▶ **Written exercise**: Recast the items below, from the line with "Field log: drop a marker on each instance of the sky" through the last line, as a Markdown table with columns headed Number and Line. Give each nonblank line its own row.

▶ **Input records**:

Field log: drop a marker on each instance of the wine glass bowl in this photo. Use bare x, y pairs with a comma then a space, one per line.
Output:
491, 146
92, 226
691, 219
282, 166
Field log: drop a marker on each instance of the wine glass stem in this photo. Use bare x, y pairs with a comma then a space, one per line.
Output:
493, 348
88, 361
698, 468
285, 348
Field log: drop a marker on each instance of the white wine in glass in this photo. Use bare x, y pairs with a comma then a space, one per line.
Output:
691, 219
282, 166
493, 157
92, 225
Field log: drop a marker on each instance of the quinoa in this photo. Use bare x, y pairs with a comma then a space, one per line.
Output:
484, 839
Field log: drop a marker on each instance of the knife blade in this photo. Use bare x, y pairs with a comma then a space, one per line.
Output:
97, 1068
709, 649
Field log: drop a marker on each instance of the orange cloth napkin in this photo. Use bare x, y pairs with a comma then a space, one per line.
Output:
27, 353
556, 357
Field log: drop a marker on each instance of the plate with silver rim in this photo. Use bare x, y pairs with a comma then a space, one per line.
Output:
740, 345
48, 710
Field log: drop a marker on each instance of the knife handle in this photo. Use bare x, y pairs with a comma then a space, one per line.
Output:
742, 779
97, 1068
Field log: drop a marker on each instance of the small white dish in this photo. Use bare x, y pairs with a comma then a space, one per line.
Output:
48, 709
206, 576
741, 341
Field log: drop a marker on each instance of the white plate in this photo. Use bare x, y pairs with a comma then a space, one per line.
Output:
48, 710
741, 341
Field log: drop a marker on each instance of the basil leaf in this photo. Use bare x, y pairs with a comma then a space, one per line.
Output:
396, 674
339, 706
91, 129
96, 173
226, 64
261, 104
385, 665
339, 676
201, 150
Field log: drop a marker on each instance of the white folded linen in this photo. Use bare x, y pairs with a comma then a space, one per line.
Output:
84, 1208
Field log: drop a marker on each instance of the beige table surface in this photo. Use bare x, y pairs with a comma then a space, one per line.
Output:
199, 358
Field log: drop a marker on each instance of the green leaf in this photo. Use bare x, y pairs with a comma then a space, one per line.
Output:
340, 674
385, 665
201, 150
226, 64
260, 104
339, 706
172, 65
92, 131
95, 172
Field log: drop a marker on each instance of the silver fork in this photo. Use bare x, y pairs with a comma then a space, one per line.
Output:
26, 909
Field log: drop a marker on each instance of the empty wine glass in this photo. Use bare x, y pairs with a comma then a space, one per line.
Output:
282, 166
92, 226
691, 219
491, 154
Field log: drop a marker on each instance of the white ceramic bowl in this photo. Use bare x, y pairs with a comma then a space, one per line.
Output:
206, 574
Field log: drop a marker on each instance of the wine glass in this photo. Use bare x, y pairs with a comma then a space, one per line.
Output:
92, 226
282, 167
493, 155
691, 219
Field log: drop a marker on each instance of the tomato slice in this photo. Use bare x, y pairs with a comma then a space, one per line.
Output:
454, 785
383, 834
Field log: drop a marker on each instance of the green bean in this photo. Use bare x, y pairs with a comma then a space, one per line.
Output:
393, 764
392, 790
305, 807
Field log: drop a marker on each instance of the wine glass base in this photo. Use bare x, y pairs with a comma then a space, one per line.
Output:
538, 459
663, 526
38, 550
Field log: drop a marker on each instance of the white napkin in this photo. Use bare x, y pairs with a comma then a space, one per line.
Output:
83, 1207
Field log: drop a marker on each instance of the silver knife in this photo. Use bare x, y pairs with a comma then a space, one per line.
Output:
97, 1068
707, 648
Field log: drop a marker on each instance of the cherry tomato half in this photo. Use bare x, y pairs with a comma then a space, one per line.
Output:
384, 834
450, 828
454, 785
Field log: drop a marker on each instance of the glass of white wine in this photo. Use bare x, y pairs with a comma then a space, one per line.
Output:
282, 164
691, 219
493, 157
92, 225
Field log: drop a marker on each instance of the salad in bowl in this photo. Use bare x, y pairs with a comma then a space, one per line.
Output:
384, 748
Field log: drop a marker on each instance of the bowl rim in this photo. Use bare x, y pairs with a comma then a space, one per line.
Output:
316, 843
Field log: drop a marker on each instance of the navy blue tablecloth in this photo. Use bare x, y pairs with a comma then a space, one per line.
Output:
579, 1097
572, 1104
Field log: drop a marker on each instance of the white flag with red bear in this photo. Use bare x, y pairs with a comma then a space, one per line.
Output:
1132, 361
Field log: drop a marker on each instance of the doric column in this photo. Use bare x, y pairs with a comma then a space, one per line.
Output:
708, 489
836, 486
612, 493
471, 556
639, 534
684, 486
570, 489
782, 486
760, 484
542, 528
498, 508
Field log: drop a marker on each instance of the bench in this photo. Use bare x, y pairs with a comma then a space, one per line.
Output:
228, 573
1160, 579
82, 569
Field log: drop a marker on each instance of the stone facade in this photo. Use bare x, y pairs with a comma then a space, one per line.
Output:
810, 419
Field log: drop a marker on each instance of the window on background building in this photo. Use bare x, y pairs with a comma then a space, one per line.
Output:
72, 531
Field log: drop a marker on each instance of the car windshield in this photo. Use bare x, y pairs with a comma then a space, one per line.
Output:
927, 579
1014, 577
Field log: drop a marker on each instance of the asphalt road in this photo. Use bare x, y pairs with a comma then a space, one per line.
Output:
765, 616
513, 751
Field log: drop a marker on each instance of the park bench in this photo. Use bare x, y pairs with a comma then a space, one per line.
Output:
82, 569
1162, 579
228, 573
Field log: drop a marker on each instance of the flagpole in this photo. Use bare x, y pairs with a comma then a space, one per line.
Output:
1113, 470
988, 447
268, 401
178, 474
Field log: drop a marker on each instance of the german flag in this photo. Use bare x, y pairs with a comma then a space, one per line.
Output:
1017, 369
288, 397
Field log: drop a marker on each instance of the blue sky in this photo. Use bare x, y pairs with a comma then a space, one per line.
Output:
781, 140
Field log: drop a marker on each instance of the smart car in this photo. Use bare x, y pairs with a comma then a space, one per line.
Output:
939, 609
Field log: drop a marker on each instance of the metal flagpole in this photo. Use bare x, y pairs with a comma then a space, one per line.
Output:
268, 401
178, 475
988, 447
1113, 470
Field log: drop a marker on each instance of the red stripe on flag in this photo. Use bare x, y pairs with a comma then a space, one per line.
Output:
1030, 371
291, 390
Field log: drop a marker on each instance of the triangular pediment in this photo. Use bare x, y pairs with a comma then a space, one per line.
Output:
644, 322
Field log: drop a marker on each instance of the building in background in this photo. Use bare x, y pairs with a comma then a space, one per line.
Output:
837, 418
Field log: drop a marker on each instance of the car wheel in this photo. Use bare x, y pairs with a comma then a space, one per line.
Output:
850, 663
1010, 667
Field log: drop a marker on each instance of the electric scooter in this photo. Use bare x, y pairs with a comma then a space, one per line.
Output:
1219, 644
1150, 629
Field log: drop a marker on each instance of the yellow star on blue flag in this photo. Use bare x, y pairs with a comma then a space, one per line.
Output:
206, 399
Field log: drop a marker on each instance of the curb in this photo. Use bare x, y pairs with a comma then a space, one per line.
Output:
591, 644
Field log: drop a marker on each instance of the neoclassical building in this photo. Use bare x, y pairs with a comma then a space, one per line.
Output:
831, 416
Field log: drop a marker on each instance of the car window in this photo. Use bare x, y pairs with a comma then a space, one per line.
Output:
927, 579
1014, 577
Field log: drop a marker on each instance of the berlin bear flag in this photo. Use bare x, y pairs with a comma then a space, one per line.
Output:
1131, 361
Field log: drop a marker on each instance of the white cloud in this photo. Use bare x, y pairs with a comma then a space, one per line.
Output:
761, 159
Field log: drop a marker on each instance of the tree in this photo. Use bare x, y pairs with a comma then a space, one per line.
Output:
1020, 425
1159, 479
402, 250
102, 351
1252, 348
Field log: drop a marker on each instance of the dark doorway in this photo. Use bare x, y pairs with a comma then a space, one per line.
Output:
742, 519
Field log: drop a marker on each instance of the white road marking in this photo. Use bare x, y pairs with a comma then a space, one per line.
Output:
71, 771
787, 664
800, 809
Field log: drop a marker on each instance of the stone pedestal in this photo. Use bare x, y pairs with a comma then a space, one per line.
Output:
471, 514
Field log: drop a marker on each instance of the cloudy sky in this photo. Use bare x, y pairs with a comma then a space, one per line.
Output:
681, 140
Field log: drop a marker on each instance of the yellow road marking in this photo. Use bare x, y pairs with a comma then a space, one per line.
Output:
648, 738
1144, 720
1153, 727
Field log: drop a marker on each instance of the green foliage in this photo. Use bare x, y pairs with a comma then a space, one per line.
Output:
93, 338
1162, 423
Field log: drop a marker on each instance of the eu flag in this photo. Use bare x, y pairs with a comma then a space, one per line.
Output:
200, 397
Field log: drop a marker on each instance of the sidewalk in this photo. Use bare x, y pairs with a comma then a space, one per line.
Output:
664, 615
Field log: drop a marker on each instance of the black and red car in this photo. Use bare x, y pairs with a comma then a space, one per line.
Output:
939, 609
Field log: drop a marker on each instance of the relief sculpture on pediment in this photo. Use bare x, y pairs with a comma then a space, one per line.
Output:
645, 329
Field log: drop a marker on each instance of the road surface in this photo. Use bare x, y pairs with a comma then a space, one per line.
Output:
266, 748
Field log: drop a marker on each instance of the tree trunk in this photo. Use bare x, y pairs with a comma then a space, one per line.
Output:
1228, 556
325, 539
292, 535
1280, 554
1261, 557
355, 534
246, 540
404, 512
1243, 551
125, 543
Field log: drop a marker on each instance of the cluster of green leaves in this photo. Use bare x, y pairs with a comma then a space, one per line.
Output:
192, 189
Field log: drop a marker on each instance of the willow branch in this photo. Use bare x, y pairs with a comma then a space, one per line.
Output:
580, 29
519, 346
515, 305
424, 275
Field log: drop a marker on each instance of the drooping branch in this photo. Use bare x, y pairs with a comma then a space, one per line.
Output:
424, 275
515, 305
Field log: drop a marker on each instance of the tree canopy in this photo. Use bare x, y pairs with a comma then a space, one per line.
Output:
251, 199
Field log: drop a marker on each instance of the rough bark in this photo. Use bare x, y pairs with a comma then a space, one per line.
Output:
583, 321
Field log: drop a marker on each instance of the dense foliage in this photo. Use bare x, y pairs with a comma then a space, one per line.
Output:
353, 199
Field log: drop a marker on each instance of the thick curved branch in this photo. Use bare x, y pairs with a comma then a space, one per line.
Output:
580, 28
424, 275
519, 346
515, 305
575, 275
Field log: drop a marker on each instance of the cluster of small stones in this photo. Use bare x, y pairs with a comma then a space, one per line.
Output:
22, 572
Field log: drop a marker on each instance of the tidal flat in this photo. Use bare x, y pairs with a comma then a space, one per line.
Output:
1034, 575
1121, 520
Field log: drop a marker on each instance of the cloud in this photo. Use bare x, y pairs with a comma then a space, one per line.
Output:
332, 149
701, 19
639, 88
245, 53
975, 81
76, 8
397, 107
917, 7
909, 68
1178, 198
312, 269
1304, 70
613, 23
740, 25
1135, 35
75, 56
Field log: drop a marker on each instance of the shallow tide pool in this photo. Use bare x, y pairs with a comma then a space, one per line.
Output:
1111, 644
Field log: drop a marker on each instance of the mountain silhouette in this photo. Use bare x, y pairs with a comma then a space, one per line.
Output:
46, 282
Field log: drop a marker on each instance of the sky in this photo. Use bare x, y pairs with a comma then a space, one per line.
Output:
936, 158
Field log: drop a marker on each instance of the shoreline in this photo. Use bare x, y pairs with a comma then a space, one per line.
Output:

▶ **Full answer**:
| Number | Line |
|---|---|
| 1 | Field log: drop a marker on each instance of the sky in this photo. Use bare x, y pairs with a comma then a space, one per line. |
| 2 | Output: |
| 3 | 936, 158 |
| 4 | Field log: drop a marker on each instance of the shoreline in this photo. Use bare x, y pairs with a comma then a space, one per line. |
| 5 | Output: |